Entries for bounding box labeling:
* begin *
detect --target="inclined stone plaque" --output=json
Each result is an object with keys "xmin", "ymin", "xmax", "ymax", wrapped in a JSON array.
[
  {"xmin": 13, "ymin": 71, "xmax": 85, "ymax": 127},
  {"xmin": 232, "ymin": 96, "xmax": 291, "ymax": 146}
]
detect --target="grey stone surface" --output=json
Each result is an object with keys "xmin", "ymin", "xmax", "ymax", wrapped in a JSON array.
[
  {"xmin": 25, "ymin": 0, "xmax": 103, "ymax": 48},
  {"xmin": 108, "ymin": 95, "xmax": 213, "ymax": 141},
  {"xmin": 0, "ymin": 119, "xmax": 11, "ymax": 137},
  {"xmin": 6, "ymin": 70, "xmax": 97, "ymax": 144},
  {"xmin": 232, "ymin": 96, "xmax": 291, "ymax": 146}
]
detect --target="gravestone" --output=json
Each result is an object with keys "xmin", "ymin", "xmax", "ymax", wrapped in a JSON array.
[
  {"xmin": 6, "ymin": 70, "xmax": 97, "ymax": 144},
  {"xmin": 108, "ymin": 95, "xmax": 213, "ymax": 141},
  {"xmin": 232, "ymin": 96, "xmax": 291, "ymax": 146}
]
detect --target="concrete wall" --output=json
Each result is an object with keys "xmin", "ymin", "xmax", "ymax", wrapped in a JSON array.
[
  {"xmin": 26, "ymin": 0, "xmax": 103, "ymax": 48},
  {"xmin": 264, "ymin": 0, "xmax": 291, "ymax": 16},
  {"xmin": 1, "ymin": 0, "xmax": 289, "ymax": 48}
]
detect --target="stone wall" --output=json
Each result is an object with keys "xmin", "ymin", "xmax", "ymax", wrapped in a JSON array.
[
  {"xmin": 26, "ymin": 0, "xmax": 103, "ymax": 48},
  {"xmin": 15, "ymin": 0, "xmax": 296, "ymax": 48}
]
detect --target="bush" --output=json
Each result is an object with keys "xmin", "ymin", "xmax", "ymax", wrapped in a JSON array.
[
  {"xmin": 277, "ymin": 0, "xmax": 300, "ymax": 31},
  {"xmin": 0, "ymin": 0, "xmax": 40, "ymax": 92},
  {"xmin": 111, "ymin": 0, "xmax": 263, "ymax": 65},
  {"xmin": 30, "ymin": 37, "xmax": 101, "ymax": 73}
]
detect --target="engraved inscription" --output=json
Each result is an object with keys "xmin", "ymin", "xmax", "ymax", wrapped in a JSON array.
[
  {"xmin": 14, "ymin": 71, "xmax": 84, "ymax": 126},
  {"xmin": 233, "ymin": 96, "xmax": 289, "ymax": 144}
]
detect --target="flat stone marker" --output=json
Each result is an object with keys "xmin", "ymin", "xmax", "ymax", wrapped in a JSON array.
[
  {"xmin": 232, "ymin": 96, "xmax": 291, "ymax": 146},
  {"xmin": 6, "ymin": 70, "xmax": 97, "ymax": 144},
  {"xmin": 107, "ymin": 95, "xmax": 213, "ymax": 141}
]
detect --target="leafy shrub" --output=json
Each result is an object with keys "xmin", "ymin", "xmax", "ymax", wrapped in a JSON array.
* end *
WHAT TO WORK ON:
Write out every record verbatim.

SOLUTION:
detect --target="inclined stone plaque" --output=json
Each result is an object with keys "xmin", "ymin", "xmax", "ymax", wrapped in a JSON array.
[
  {"xmin": 13, "ymin": 71, "xmax": 85, "ymax": 127},
  {"xmin": 232, "ymin": 96, "xmax": 291, "ymax": 146}
]
detect --target="grey stone surface" --output=json
Each result is an object with keys "xmin", "ymin", "xmax", "ymax", wrapped in a JSON array.
[
  {"xmin": 25, "ymin": 0, "xmax": 103, "ymax": 48},
  {"xmin": 108, "ymin": 95, "xmax": 213, "ymax": 141},
  {"xmin": 0, "ymin": 119, "xmax": 11, "ymax": 137},
  {"xmin": 6, "ymin": 70, "xmax": 97, "ymax": 144},
  {"xmin": 232, "ymin": 96, "xmax": 291, "ymax": 146}
]
detect --target="gravestone" --output=json
Each result is an object with keys "xmin", "ymin", "xmax", "ymax", wrapped in a JSON array.
[
  {"xmin": 6, "ymin": 70, "xmax": 97, "ymax": 144},
  {"xmin": 108, "ymin": 95, "xmax": 213, "ymax": 141},
  {"xmin": 232, "ymin": 96, "xmax": 291, "ymax": 146}
]
detect --target="concrete wall" --output=json
Each result is an object with keys "xmin", "ymin", "xmax", "ymax", wrapped in a JSON array.
[
  {"xmin": 26, "ymin": 0, "xmax": 103, "ymax": 48},
  {"xmin": 264, "ymin": 0, "xmax": 291, "ymax": 16},
  {"xmin": 1, "ymin": 0, "xmax": 289, "ymax": 48}
]
detect --target="stone wall" --output=json
Each result is an object with keys "xmin", "ymin", "xmax", "ymax", wrapped in a JSON array.
[
  {"xmin": 26, "ymin": 0, "xmax": 103, "ymax": 48},
  {"xmin": 15, "ymin": 0, "xmax": 296, "ymax": 48}
]
detect --target="bush" --output=json
Each result is an object with keys "xmin", "ymin", "xmax", "ymax", wrapped in a JSON array.
[
  {"xmin": 277, "ymin": 0, "xmax": 300, "ymax": 31},
  {"xmin": 0, "ymin": 0, "xmax": 40, "ymax": 92},
  {"xmin": 111, "ymin": 0, "xmax": 263, "ymax": 65},
  {"xmin": 30, "ymin": 37, "xmax": 101, "ymax": 73}
]
detect --target="engraved inscription" --output=json
Each result is an object with keys "xmin", "ymin", "xmax", "ymax", wrapped in a JSON array.
[
  {"xmin": 14, "ymin": 71, "xmax": 84, "ymax": 126},
  {"xmin": 233, "ymin": 96, "xmax": 289, "ymax": 144}
]
detect --target="flat stone marker" --output=json
Each result is an object with keys "xmin", "ymin", "xmax", "ymax", wrapped in a JSON array.
[
  {"xmin": 232, "ymin": 96, "xmax": 291, "ymax": 146},
  {"xmin": 6, "ymin": 70, "xmax": 97, "ymax": 144},
  {"xmin": 107, "ymin": 95, "xmax": 213, "ymax": 141}
]
detect --target="leafy shrub" --output=json
Each result is an object with keys "xmin", "ymin", "xmax", "ymax", wrapped in a JSON array.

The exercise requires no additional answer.